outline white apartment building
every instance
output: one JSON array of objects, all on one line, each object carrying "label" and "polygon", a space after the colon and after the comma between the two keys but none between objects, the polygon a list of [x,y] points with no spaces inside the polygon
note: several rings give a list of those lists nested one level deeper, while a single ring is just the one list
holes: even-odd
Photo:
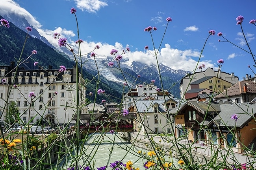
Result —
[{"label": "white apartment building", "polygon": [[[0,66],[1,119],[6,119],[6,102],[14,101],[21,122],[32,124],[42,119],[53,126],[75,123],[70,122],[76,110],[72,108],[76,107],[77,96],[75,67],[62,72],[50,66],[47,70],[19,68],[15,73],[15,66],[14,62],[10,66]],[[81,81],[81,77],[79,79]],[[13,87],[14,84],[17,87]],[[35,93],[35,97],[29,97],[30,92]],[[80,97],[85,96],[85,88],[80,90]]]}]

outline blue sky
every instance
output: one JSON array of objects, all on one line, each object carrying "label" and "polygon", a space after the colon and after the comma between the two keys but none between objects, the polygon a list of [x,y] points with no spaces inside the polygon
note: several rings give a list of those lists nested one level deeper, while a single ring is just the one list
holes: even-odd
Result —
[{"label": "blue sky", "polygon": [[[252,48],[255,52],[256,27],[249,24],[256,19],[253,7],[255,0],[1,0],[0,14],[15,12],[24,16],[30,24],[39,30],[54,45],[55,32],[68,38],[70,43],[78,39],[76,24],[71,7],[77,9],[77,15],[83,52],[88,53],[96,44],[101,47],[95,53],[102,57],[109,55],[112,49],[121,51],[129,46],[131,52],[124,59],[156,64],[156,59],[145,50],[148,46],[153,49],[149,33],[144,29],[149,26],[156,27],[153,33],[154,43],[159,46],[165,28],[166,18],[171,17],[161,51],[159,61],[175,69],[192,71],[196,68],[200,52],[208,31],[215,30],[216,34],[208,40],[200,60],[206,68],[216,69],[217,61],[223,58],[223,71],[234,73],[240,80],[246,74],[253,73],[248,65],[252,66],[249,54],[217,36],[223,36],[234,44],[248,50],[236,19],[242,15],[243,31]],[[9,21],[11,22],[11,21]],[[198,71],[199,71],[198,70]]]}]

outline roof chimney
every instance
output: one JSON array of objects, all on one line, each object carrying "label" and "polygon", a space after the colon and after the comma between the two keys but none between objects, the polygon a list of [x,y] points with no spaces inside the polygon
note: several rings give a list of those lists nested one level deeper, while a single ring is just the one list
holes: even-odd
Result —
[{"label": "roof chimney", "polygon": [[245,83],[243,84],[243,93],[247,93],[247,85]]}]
==
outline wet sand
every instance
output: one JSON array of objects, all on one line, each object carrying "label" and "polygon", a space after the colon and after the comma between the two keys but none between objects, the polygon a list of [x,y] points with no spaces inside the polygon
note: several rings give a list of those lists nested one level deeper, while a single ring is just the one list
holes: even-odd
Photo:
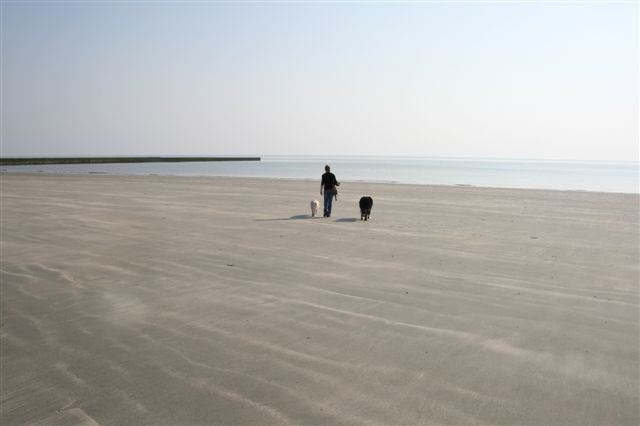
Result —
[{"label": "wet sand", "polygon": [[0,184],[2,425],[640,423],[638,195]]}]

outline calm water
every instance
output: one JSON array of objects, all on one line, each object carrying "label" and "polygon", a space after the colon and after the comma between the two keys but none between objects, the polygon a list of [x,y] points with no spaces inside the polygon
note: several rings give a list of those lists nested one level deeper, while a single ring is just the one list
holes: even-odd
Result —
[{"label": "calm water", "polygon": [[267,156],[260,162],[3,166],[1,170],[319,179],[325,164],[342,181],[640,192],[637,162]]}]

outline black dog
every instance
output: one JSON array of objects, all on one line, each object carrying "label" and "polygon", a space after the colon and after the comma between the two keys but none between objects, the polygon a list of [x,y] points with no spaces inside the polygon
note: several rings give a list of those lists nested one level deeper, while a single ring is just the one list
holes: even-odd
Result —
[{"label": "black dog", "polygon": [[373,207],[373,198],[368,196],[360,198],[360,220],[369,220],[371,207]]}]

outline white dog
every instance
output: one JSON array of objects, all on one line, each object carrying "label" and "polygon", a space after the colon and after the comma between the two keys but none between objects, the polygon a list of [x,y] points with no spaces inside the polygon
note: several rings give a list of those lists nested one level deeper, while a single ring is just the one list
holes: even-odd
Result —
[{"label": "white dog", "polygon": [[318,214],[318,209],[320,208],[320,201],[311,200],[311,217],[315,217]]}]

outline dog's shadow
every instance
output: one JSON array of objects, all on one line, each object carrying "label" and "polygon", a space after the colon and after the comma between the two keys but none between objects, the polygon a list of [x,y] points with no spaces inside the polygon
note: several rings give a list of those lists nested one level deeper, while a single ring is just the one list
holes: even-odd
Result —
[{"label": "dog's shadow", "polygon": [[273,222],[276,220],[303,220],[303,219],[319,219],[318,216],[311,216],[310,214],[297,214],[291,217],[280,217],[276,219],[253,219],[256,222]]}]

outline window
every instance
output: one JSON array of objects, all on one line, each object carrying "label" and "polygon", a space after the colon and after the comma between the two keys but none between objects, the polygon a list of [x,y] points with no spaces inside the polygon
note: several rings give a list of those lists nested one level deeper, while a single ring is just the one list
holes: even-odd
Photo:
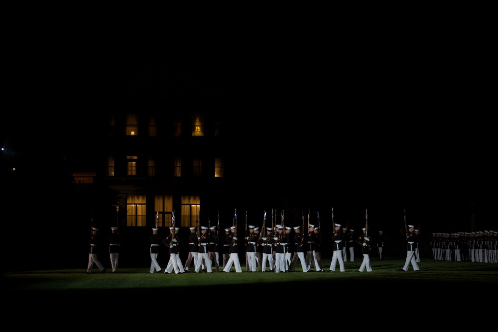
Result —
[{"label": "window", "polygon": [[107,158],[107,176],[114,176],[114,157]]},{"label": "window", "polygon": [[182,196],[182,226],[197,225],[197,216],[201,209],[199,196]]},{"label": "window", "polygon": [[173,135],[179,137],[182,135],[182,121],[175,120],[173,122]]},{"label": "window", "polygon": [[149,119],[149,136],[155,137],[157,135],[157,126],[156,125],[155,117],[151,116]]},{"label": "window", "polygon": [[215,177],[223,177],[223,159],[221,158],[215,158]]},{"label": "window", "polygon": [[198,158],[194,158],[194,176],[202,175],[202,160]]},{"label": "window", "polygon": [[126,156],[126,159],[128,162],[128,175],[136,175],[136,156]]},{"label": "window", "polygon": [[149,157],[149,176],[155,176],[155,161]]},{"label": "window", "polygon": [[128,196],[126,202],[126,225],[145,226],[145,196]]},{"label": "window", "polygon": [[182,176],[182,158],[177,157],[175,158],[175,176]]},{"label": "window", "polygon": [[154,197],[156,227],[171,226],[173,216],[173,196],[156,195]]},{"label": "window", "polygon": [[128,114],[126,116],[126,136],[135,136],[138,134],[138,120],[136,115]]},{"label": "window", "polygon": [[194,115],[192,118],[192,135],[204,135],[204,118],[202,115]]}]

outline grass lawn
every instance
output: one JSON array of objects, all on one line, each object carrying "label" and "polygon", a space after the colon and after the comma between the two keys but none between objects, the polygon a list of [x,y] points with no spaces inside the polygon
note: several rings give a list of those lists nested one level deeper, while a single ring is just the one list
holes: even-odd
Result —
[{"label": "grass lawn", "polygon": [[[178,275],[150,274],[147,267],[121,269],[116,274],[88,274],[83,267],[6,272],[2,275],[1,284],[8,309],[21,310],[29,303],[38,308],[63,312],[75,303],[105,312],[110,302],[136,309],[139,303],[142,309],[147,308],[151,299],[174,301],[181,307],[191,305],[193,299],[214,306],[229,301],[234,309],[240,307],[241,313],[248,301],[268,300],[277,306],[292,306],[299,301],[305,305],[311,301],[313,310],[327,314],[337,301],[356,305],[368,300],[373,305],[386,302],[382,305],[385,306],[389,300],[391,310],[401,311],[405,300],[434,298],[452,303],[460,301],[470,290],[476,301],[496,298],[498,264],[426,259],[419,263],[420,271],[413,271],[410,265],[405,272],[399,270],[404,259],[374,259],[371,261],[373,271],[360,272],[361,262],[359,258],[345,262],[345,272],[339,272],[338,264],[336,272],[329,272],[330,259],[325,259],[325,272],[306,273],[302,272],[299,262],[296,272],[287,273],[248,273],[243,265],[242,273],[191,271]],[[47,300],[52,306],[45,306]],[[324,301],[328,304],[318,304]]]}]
--
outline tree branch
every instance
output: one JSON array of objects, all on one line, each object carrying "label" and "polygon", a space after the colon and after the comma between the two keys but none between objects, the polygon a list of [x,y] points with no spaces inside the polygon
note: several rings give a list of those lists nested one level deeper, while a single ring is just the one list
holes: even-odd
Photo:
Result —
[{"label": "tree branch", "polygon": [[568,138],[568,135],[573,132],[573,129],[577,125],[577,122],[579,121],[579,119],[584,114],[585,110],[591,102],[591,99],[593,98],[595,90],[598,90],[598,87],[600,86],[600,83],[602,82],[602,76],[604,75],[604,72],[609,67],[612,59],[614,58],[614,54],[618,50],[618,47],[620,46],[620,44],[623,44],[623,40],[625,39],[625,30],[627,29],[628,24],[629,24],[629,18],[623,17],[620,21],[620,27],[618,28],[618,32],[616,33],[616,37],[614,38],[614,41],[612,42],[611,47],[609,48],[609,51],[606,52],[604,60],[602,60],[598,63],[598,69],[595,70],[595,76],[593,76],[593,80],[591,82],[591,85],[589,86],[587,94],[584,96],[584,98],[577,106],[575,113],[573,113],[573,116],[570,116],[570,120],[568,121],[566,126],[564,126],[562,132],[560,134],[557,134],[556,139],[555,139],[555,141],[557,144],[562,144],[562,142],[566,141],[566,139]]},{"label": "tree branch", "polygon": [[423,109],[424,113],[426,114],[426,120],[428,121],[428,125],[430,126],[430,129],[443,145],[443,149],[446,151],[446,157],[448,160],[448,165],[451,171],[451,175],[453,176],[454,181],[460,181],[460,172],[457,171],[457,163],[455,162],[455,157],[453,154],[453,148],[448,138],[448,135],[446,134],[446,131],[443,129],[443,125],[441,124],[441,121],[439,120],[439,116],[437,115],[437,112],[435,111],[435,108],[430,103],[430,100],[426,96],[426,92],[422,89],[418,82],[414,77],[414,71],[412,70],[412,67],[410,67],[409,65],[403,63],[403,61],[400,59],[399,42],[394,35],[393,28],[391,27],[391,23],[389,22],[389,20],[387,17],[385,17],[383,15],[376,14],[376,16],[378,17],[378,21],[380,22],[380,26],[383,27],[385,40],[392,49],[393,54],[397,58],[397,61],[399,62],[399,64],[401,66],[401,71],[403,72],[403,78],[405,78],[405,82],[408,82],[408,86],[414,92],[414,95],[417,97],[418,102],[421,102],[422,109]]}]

Your task:
Tally how many lines in the material above contain the string "white", matching uppercase and lowercase exactly. Reply with the number alone.

Worked solution:
4